Print each of the entries exactly, leaving nothing out.
-- Start of RECORDS --
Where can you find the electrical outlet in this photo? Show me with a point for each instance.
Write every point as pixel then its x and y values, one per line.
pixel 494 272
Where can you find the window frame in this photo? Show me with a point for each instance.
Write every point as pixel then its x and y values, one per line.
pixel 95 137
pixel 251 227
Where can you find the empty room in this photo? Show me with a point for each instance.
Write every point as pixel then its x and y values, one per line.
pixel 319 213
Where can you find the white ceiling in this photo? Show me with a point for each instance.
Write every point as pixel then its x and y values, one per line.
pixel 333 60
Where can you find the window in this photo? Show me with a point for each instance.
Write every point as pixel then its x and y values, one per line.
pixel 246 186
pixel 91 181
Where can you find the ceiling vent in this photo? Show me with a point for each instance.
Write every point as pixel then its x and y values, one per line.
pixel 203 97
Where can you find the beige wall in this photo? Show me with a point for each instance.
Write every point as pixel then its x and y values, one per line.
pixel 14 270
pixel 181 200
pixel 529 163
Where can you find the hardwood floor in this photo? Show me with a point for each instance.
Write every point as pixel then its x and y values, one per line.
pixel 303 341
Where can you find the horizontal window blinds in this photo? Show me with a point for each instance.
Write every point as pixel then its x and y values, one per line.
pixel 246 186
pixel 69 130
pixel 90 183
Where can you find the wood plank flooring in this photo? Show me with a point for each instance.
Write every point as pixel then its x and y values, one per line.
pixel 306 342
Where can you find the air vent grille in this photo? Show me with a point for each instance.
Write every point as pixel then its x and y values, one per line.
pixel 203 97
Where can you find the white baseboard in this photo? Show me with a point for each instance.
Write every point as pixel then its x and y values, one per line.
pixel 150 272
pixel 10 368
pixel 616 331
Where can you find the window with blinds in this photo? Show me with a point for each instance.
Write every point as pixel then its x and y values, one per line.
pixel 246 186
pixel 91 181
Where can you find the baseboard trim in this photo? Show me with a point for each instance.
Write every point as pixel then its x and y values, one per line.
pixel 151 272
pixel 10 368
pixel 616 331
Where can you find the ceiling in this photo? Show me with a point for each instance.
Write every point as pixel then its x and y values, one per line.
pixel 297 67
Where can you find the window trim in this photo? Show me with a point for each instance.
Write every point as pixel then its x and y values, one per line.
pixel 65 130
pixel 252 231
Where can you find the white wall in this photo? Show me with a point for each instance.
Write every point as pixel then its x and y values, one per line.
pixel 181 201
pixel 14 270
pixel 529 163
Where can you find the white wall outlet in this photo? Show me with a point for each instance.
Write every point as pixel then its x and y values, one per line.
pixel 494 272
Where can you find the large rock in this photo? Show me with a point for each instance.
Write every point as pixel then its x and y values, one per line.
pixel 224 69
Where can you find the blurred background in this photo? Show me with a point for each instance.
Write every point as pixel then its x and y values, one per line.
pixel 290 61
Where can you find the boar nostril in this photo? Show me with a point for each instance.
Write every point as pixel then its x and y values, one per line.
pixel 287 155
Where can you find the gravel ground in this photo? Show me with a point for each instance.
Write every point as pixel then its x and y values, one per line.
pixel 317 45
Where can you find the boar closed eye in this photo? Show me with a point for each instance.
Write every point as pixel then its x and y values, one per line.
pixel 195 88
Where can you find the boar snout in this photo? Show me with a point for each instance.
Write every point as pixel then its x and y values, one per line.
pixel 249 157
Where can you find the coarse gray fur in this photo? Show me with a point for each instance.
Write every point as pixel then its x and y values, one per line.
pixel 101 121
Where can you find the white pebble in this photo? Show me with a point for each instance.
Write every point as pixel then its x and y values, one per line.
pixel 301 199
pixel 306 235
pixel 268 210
-- End of RECORDS --
# RESPONSE
Where can you find the electrical outlet in this photo? Show me with a point for each instance.
Write every point as pixel then its x and y values, one per line.
pixel 494 272
Where can you find the window frame in this photo? Show me with a point for each instance.
Write every point as pixel then its x and y values, one per line.
pixel 95 137
pixel 251 227
Where can you find the empty room in this photo? Show me with a point for each instance.
Write every point as pixel then its x and y values, one per line.
pixel 319 213
Where can you find the white ceiling in this photo? Show me with a point for each instance.
Write every point as pixel then its x and y values, one per line.
pixel 333 60
Where can you find the window in this photo? Show me with a point for each instance.
Write every point as pixel then its x and y values, one per line.
pixel 246 186
pixel 91 181
Where can you find the ceiling vent in this photo? Show me with a point for each instance.
Write every point as pixel then its x and y values, one per line.
pixel 203 97
Where can you find the beige wall in this photo? Show me with a point for each instance.
Write every point as pixel then its x and y values, one per line.
pixel 14 270
pixel 181 200
pixel 529 163
Where can you find the hardwood floor in this photo? Show me with a point for each instance.
Write every point as pixel then its x and y values, one per line.
pixel 303 341
Where can you find the horizontal window blinds in this photo? Show me with a point for each instance.
Write every point as pixel then its x and y values, one per line.
pixel 246 186
pixel 69 130
pixel 90 183
Where can you find the wood plank flooring in this photo? Show me with a point for each instance.
Write every point as pixel then its x and y values, one per line.
pixel 306 342
Where can you find the air vent grille in this photo? Show me with a point for each instance.
Write every point as pixel then its x and y values, one per line.
pixel 203 97
Where can you find the white baseboard in this photo? Show me with a point for each instance.
Write every point as pixel then its x and y values, one per line.
pixel 150 272
pixel 10 368
pixel 616 331
Where can you find the window with blinds in this photo? Show me with a point for each instance.
Write every point as pixel then its x and y values, one per line.
pixel 246 186
pixel 91 181
Where can you find the baseboard trim in this photo? Show me with a point for each instance.
Write every point as pixel then its x and y values, one per line.
pixel 151 272
pixel 10 368
pixel 616 331
Where can you find the ceiling in this photo? Show me with a point for each instance.
Write every point as pixel then its x and y values, one per line.
pixel 297 67
Where can you find the window trim in this photo? Show me with a point for each instance.
Write every point as pixel then its x and y values, one per line.
pixel 65 130
pixel 252 231
Where can you find the white wall in this photo? Show me with a point for each instance.
Write every point as pixel then its x and y values, one per line.
pixel 181 201
pixel 14 270
pixel 529 163
Where can you find the white wall outlet in this photo? Show me with a point for each instance.
Write every point as pixel then its x and y values, one per line.
pixel 494 272
Where can you find the large rock in this photo? Show me with a point for each instance.
Write every point as pixel then its x and y values, one per line.
pixel 224 69
Where can you find the blurred background in this photo? Show me with a point for each instance.
Write every point as pixel then its x and y values, one per line.
pixel 290 61
Where can you find the boar nostril in this photo? Show me with a point for each instance.
Write every point as pixel then its x and y values, one per line.
pixel 287 155
Where can you find the gravel ground in this photo? Show me with a point for each instance.
Write every point as pixel then its x and y values, one per line.
pixel 317 45
Where can you find the boar closed eye in this photo? Show me with a point for each instance.
Write every point as pixel then its x and y values, one per line.
pixel 195 88
Where can you find the boar snout in this photo? Show me with a point for each instance.
Write every point as pixel then its x and y values, one per line.
pixel 249 157
Where can you find the coarse gray fur in this photo? Show me with a point for each instance.
Write every point as pixel then its x and y values, one per line.
pixel 101 121
Where can you find the white pebble in this photo? Show me with a point for each instance.
Write every point as pixel then its x and y values, one per line.
pixel 301 199
pixel 306 235
pixel 268 210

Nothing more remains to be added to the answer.